**Passage provided**:
Take the current client. We’re working on incredibly old PC’s – P4’s with 2gb of ram and 40gb.  DevStudio is simply un-useable. I don’t care what the minimum supported spec says, it’s painful. We’ve managed to get some new PC’s ordered, but in most other places its simply not that easy. We still have to justify why we’d like large monitors for example.

Who creates those kinds of obstacles? How they *know* what size monitor I’ll need?

There’s plenty of supporting evidence for productivity gains for using multiple monitors, check out Jeff Attwoods blog for well over 10 posts on this subject alone. In fact check out Jeff’s own setup.

Personally I use dual 24”  Samsung 245B’s. But try explaining this to some guy in procurement who’s sitting in front of his own single little 19” monitor and you’re in for a struggle. Maybe its because monitors are something tangible that they can actually compare the dimensions, so maybe the question “why would anyone need a larger monitor than mine?” creeps into their heads, whereas they can’t easily measure something like ram size or cpu speed.

With our current PC’s the edit-compile-debug feedback loop takes way too long, and when the build is finished the PC takes at least 20 seconds to become responsive again. The project isn’t very large, a web project with a separate DAL and a unit test project. Still it takes what seems like a decade to complete a single build. By comparison my home machine takes less than 5 seconds.

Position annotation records
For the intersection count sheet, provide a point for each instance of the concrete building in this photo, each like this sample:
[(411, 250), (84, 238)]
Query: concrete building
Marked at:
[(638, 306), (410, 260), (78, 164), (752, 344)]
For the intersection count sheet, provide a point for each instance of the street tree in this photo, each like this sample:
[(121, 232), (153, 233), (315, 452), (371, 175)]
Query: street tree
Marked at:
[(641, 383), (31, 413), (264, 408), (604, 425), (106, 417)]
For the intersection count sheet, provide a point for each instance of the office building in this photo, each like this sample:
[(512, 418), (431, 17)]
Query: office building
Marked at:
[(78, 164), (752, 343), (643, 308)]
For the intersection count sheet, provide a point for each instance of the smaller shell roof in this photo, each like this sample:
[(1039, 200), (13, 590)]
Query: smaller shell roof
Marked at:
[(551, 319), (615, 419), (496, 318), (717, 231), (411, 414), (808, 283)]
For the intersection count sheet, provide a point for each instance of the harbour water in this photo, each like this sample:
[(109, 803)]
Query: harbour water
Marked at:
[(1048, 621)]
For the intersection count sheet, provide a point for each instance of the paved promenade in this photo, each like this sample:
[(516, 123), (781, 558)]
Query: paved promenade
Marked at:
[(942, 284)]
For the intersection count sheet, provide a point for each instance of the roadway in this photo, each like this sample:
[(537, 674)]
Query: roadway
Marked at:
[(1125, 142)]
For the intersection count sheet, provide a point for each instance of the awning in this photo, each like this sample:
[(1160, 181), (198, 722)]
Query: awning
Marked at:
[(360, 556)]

**Directive 1**: Using the passage about slow work PCs, decide whether each statement agrees with it: (a) the client's PCs are P4s with 2gb of ram; (b) the writer works on a single 19” monitor; (c) the writer's home machine needs more than 5 seconds to finish a build. Answer yes or no for each, quoting the deciding words.
**Directive 2**: From the passage about slow work PCs, set down the stretch from "Personally I use" through "or cpu speed.".
**Directive 3**: Continue the passage about slow work PCs, picking up right after its final sentence.
The records are separate material with no connection to the text.

**Written reply 1**:
(a) Yes: "P4’s with 2gb of ram and 40gb"
(b) No: "Personally I use dual 24”"
(c) No: "my home machine takes less than 5 seconds"

**Written reply 2**:
Personally I use dual 24”  Samsung 245B’s. But try explaining this to some guy in procurement who’s sitting in front of his own single little 19” monitor and you’re in for a struggle. Maybe its because monitors are something tangible that they can actually compare the dimensions, so maybe the question “why would anyone need a larger monitor than mine?” creeps into their heads, whereas they can’t easily measure something like ram size or cpu speed.

**Written reply 3**:
Consider building the code an average of 100 times a day. This is not unreasonable, it equates to roughly one compile every 5 minutes. Not a massive amount when a project is in full flow. Yet if I’m wasting 20 seconds for those 100 builds then that soon mounts up to a total of over 1/2 an hour. If the build is taking 1 minute instead of 20 seconds I’m wasting over an hour a day waiting for my PC to catch up. Sum that over a week and you’re losing almost a whole day. Over a month, that’s almost a week. in my case this is currently WAY worse. A typical build will take over 3 minutes.

Suddenly when you start totalling up all those wasted seconds it starts costing significant amounts. At an average contract rate of £40 an hour that’s over a thousand pounds a month you’d be burning, all over the cost of a 500 quid PC. If the contract lasts for year.. well, you do the math.

But there’s something more insidious here, and i fell into the trap this very morning. I block copied some code <yes, gasp>, a single line, setting up an OracleParameter for a query. Now this parameter did fit entirely on the width of my tiny monitor. The trouble is as I edited the start of the line the text pushed off the right hand side of my monitor. I could no longer see the end of the line. This in itself was not a real problem except that I’d forgotten to edit & remove a bit of code assigning a value, from the end of each of those block copied lines. It took me two subsequent edit-compile-test loops which on this PC took almost 15 minutes to complete, before I discovered what I’d messed up.

Not having the correct equipment leads to a increase in defects.

I’d wasted 15 whole minutes looking for something that I wouldn’t even have done in the first place if I could see the line ends. This only gets worse as you use languages like XAML or ASP where the inserted code sometimes extends beyond even the end of my 24” widescreen. Admittedly solving it is only a code format away but wrapping lines of code sometimes makes it harder to comprehend, and even then its another step that takes time away from you solving the problem at hand.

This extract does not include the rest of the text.